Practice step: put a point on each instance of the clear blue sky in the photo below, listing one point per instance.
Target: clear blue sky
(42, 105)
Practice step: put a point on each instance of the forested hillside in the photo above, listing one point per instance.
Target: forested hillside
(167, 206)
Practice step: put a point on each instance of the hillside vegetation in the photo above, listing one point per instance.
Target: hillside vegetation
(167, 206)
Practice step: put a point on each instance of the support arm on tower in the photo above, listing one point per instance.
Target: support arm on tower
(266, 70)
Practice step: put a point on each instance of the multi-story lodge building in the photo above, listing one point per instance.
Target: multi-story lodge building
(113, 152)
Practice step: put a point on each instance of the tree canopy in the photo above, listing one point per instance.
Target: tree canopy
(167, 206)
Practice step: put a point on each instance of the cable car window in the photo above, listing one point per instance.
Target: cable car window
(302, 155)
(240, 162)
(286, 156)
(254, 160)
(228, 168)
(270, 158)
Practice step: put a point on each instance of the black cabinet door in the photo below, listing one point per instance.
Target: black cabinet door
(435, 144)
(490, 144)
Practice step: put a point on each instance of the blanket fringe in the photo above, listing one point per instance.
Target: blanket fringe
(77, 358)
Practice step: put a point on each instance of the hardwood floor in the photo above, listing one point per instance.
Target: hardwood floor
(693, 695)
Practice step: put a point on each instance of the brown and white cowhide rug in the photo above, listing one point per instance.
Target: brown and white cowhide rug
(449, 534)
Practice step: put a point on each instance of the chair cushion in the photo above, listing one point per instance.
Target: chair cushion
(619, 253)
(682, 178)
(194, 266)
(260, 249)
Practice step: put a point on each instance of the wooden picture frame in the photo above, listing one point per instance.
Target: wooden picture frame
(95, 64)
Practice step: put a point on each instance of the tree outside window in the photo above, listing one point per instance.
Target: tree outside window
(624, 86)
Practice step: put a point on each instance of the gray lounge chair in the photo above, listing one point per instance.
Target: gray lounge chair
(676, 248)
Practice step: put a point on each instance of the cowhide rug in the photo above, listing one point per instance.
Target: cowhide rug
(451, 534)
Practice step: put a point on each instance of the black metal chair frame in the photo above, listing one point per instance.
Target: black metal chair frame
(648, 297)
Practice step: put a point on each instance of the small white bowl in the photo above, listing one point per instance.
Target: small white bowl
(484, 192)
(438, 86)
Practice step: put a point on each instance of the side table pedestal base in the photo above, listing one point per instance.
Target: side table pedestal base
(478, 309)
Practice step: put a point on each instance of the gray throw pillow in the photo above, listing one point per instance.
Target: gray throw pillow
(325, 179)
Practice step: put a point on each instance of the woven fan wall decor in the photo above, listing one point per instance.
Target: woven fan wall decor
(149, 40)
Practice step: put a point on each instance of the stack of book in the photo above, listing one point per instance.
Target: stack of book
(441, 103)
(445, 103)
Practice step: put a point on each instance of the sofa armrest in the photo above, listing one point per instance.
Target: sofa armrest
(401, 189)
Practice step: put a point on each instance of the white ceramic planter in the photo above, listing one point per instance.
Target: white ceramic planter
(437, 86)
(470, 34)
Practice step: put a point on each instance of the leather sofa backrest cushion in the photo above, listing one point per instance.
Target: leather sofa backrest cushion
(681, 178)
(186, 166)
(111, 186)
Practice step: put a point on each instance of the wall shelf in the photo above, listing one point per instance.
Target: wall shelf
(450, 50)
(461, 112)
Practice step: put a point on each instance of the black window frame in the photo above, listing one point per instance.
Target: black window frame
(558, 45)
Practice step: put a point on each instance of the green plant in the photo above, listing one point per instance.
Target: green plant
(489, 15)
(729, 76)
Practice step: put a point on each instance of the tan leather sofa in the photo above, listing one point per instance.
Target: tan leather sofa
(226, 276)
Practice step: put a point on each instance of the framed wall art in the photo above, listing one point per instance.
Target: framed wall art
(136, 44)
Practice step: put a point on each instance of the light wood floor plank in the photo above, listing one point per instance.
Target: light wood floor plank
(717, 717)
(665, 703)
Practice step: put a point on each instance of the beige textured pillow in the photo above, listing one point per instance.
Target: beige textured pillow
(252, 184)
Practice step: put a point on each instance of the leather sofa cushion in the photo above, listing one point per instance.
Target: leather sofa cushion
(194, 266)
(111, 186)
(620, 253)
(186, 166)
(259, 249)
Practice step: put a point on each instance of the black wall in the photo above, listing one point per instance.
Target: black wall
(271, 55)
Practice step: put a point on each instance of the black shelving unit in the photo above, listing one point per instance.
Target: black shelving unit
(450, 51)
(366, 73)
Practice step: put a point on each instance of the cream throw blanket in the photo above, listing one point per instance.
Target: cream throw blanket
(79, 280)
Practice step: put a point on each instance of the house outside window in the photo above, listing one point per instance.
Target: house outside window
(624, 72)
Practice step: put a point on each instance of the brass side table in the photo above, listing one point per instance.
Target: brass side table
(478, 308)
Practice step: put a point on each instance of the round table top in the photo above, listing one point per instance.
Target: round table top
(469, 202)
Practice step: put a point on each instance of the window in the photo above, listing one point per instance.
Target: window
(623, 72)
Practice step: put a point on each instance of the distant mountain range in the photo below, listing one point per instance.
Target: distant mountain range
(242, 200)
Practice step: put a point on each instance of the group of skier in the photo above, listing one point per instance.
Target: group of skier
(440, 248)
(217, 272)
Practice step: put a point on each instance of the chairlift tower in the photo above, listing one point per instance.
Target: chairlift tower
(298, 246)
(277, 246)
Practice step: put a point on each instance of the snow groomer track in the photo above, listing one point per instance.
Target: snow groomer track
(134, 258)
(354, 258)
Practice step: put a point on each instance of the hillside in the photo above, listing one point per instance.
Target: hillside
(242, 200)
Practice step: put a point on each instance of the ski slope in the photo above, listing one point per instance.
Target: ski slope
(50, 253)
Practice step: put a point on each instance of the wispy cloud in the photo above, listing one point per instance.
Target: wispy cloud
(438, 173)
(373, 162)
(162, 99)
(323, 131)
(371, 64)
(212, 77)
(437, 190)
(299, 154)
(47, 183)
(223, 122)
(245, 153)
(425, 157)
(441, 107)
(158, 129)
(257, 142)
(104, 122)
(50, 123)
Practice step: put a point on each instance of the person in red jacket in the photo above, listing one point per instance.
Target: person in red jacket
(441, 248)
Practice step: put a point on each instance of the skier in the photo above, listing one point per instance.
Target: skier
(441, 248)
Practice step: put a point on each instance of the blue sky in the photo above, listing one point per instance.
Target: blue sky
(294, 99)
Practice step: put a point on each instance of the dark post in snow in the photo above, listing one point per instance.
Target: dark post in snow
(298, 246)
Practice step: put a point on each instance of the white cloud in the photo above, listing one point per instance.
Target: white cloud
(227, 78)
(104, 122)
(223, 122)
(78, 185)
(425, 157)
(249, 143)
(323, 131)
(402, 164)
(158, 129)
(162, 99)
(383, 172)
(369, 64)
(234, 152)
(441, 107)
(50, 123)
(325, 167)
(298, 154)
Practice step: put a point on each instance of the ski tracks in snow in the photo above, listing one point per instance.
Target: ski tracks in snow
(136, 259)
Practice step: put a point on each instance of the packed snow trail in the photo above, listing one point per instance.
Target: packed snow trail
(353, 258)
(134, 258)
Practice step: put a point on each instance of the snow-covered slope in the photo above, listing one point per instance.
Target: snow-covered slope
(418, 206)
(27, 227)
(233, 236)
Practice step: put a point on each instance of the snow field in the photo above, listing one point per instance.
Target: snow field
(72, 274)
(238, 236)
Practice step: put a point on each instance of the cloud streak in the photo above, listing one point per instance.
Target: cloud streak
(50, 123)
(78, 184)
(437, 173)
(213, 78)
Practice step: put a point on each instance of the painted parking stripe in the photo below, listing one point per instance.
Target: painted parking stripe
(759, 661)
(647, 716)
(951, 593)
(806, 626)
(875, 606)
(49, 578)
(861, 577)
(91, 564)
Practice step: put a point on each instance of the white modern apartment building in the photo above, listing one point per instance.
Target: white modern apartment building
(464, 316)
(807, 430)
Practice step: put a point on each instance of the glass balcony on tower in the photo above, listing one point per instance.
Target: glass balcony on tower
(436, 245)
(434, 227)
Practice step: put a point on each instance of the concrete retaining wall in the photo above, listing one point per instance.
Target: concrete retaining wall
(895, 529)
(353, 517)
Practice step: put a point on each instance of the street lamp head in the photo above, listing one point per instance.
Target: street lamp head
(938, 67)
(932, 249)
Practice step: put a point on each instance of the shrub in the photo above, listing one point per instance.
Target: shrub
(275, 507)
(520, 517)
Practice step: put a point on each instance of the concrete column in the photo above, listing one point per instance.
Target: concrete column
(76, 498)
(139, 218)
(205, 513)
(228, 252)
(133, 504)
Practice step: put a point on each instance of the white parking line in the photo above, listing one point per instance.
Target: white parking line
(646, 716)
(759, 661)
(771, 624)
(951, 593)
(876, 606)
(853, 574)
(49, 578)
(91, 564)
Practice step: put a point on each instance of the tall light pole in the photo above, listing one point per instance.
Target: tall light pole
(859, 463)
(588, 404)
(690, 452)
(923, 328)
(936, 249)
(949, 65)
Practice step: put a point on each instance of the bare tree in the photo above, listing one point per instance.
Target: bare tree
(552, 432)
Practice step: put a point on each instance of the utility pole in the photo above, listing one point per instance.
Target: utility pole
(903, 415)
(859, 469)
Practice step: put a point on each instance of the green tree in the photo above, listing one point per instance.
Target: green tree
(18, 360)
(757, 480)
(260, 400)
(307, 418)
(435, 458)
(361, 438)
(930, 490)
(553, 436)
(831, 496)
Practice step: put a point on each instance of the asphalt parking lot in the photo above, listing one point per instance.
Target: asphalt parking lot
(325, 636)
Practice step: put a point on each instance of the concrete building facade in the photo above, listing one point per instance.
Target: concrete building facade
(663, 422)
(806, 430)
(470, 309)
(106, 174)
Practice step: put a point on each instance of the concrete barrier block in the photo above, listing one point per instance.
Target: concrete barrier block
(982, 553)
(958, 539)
---+---
- _EXERCISE DETAILS_: Reproduce the records above exactly, starting with the line that contains "Practice step: put a point on each instance of the street" and ending with the last line.

- _RESULT_:
Practice step: put a point on each instance of the street lamp head in the photo above, listing one point per instance.
Target: street lamp head
(938, 67)
(932, 249)
Practice step: put a point on each instance of the shrub in the photo above, listing one point per instance.
Target: shrub
(275, 507)
(520, 517)
Practice step: put a point on each instance of the concrete column in the photo above, listing one point per instance.
Target: concrete column
(76, 498)
(139, 218)
(205, 513)
(228, 252)
(133, 504)
Practice step: put a point on each instance of the white parking line in the photo above, listing one point per instance.
Target: white parking line
(646, 716)
(759, 661)
(771, 624)
(951, 593)
(876, 606)
(853, 574)
(49, 578)
(91, 564)
Practice step: put a point on each instance of the tall light pole in the photo above, listing one point per instance.
Target: tall light pole
(859, 463)
(588, 404)
(690, 452)
(923, 328)
(936, 249)
(949, 65)
Practice step: put a point on each instance of the bare tree in the photo above, listing one point per instance.
Target: bare tree
(552, 432)
Practice step: put a point on each instance of the utility pole in the photo above, listing one point per instance.
Target: utility pole
(903, 415)
(859, 469)
Practice step: put a point on each instance of the green tree in the photo above, listing one point per instance.
Target: green tree
(18, 360)
(757, 480)
(260, 400)
(307, 418)
(435, 458)
(361, 438)
(930, 490)
(553, 436)
(831, 496)
Practice step: put a point on each instance of the asphalt parking lot in the photo above, listing one point per instance.
Target: asphalt parking lot
(325, 636)
Practice step: put a point on each instance of the concrete building facade in the photo above, listing one point per instance.
Target: concrete building facade
(663, 422)
(806, 430)
(470, 309)
(106, 174)
Practice step: put a point on each instance of the concrete barrier block in the photo above, listing one point per instance.
Target: concrete barrier block
(982, 553)
(958, 539)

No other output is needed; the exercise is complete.